─── Records shown ───
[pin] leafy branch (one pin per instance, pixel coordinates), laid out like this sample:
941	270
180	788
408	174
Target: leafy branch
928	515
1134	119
───
▶ What you will do
Above are the records; restate each one exactly.

▶ Result below
[pin] leafy branch (one pin per instance, pixel coordinates), laid out like this sample:
941	270
180	788
408	174
Target: leafy branch
928	515
1134	119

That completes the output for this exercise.